▶ DESCRIPTION OF THE TASK
What is needed is the run of lines from the one with "is: distant hill" through the close of the data, set down exactly.

▶ Coordinate annotation entries
────────────────────────────────────────
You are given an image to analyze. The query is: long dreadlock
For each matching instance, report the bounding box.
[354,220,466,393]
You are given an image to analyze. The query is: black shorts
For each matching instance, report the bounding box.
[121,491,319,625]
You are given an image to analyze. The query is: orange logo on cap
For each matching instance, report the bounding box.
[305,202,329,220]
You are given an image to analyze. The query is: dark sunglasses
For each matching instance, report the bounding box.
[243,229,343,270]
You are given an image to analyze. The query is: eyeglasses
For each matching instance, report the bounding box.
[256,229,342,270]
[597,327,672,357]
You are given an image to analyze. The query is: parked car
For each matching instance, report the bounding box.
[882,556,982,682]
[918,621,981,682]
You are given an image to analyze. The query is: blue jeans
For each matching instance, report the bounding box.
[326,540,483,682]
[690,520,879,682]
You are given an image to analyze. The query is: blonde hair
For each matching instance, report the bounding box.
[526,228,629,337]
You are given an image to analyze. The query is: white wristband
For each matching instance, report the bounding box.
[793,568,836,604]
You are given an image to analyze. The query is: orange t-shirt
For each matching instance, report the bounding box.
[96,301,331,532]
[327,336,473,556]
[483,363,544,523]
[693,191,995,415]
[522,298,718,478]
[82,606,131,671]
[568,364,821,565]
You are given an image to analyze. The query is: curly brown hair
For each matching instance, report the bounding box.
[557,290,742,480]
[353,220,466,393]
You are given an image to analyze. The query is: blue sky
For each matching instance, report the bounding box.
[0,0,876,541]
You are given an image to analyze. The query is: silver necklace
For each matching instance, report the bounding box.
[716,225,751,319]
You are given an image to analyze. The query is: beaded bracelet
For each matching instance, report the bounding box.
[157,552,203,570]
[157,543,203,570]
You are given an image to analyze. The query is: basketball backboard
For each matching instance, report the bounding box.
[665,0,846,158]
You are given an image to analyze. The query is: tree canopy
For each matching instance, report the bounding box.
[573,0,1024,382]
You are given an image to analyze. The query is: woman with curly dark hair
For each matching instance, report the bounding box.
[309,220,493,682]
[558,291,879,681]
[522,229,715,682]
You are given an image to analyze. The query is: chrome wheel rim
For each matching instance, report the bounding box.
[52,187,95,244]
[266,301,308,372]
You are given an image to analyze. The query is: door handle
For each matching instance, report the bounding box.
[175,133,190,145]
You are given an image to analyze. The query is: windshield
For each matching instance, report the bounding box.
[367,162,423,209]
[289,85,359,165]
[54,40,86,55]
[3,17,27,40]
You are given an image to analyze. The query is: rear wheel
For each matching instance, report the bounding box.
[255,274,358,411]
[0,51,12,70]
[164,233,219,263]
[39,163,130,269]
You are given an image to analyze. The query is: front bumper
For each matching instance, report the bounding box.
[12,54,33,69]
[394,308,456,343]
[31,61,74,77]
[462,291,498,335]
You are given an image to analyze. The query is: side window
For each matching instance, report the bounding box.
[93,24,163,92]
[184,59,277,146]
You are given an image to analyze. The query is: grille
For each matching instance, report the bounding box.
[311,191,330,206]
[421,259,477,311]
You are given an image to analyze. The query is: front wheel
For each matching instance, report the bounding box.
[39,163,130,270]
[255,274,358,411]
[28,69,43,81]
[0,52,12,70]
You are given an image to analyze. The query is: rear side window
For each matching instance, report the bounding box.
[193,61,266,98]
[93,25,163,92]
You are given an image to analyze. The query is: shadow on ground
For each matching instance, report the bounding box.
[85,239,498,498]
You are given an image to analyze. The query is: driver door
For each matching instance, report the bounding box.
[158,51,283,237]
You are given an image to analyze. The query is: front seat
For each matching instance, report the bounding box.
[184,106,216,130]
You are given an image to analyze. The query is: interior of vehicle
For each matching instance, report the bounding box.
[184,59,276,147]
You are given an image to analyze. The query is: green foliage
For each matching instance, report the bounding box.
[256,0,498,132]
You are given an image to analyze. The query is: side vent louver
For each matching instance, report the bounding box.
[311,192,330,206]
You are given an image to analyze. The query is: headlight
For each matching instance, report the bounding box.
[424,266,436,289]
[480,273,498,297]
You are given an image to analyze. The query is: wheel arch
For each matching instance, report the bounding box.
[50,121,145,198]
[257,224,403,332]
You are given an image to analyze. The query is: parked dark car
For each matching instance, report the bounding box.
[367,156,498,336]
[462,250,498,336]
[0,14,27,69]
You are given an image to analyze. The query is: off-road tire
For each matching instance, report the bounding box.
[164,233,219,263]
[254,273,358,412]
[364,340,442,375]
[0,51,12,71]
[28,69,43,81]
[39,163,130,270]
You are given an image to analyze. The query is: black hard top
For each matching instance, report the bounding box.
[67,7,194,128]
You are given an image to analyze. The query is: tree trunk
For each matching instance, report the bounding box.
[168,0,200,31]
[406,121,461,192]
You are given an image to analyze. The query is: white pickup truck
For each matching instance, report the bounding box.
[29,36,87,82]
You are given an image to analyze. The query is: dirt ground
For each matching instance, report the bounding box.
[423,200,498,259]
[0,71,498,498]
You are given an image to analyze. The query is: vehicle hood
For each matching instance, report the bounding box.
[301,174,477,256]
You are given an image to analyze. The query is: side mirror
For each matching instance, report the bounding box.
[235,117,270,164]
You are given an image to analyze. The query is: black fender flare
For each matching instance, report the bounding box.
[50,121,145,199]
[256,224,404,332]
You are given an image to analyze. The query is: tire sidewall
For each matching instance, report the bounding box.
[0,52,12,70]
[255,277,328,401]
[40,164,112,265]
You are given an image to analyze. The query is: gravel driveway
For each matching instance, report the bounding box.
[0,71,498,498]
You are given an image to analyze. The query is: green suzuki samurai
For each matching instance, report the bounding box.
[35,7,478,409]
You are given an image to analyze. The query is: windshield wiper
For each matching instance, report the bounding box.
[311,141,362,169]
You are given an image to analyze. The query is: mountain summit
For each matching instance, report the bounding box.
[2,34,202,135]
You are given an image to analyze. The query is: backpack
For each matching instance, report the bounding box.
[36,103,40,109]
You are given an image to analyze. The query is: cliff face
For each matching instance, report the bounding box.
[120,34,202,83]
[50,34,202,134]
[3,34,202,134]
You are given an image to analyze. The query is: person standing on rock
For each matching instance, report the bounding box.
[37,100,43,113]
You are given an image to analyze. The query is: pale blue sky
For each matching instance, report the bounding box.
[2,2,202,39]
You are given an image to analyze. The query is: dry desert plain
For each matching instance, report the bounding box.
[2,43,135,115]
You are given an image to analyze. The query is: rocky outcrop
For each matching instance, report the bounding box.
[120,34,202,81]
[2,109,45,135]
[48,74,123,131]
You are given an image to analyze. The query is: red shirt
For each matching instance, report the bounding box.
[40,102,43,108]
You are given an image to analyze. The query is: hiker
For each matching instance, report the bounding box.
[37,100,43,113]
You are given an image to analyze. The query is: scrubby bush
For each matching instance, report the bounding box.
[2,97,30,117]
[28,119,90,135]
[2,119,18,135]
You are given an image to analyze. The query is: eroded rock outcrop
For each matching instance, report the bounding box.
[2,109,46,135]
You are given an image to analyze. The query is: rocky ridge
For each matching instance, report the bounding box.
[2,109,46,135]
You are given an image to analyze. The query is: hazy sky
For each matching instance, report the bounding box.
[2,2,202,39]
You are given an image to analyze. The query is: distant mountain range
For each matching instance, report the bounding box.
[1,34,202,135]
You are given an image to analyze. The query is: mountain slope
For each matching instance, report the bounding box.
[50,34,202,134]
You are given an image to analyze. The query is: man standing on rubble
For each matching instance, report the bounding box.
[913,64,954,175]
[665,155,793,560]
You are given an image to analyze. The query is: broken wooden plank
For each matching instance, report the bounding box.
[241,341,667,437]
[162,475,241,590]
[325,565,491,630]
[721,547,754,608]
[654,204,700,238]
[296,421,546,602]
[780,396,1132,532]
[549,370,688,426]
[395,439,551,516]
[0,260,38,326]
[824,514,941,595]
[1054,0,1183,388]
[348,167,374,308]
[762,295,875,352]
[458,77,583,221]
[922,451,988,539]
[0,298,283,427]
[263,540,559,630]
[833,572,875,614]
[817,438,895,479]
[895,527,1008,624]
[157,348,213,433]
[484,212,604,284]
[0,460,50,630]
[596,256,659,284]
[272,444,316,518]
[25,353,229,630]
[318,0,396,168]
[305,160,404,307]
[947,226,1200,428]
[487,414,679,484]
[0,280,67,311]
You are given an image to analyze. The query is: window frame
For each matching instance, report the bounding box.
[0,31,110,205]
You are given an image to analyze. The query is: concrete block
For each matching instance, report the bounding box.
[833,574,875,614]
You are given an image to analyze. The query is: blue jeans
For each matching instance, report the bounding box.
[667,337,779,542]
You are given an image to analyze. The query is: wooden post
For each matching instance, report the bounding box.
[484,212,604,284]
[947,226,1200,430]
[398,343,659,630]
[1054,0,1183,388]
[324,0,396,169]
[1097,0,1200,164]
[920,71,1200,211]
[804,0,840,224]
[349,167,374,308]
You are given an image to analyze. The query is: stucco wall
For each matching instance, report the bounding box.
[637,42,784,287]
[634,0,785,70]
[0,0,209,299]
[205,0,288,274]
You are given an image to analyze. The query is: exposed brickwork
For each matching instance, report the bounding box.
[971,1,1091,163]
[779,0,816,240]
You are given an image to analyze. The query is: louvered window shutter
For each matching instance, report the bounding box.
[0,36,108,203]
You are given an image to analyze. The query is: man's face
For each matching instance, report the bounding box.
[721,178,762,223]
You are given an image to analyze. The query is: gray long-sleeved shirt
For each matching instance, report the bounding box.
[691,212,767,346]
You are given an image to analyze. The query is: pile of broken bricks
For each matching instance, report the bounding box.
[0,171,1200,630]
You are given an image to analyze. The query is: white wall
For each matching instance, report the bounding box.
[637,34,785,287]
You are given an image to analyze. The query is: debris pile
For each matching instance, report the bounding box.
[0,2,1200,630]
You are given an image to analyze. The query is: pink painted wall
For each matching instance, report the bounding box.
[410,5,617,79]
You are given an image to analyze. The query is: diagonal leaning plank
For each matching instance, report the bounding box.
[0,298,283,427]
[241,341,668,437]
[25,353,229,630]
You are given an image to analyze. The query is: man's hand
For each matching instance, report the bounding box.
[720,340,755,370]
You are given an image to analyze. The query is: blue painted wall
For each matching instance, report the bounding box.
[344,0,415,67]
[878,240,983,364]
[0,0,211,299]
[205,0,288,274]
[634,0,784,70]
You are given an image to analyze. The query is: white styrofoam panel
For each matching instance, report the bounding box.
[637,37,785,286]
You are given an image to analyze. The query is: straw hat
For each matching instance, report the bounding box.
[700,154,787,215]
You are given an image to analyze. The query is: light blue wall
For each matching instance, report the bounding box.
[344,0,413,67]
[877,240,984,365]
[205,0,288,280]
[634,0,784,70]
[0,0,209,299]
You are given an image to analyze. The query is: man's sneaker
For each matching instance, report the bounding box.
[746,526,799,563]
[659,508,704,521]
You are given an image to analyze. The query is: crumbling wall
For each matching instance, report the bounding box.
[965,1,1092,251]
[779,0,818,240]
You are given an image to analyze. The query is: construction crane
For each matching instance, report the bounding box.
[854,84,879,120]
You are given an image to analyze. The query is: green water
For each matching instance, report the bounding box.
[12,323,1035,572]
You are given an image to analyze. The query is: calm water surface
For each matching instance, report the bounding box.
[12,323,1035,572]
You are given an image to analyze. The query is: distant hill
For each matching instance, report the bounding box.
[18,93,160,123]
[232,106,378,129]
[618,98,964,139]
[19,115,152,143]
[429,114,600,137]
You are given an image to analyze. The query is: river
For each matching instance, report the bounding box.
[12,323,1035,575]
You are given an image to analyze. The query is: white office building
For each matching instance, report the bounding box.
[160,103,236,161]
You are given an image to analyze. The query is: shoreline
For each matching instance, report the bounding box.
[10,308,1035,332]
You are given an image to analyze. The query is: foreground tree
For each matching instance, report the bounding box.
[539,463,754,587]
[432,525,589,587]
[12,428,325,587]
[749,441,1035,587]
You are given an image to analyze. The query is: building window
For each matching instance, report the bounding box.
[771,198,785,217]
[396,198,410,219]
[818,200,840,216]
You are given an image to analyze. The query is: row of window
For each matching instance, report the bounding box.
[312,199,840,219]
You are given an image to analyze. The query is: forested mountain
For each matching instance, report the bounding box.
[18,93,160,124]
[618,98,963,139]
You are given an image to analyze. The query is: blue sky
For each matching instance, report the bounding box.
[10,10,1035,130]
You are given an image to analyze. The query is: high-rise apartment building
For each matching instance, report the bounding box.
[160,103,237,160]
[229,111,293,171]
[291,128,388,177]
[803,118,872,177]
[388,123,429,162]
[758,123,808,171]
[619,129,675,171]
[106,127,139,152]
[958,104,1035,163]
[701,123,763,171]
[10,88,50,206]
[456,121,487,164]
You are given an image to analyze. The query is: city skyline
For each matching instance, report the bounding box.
────────────────────────────────────────
▶ FULL RESPONSE
You are given an image to analyze. The query is: distant hill
For each matching instance, report the bounding box.
[18,93,160,123]
[232,106,378,129]
[618,98,964,139]
[19,115,152,143]
[429,114,600,137]
You are given an image to analyze. The query is: river
For each matching instance, report the bounding box.
[12,323,1035,575]
You are given an image to analyze. The query is: white office building
For each matching instance, report the bounding box.
[160,103,236,161]
You are given an image to analyze. The query is: shoreline
For each matching instance, report the bounding box.
[10,308,1035,332]
You are given an image to analyze. The query is: foreground tree
For each matching instance, report the bounding box.
[539,463,754,587]
[432,525,589,587]
[12,428,325,587]
[749,441,1035,587]
You are given an image to analyze. The query is: building window
For each matching instance, report the bounding box.
[771,198,785,217]
[396,198,410,219]
[818,200,840,216]
You are given an image to analyze. The query is: row of window
For each matching instance, report the bounding box.
[312,199,840,219]
You are given an image to analyze. The query is: forested mountain
For each matching instance, report the bounding box.
[18,93,160,124]
[618,98,963,139]
You are given an image to analyze. The query is: blue sky
For each matching instance, report the bounding box.
[10,10,1035,130]
You are given an image to analyze. The query is: high-rise apartment building
For each matching instance, report the bounding box.
[160,103,237,160]
[229,111,293,171]
[291,128,388,177]
[803,118,872,177]
[388,123,429,162]
[758,123,808,171]
[619,129,675,171]
[106,127,139,152]
[958,104,1035,163]
[701,123,763,171]
[10,88,50,206]
[456,121,487,164]
You are given an image to analyze. The query is: city skyline
For each matching instance, report the bounding box.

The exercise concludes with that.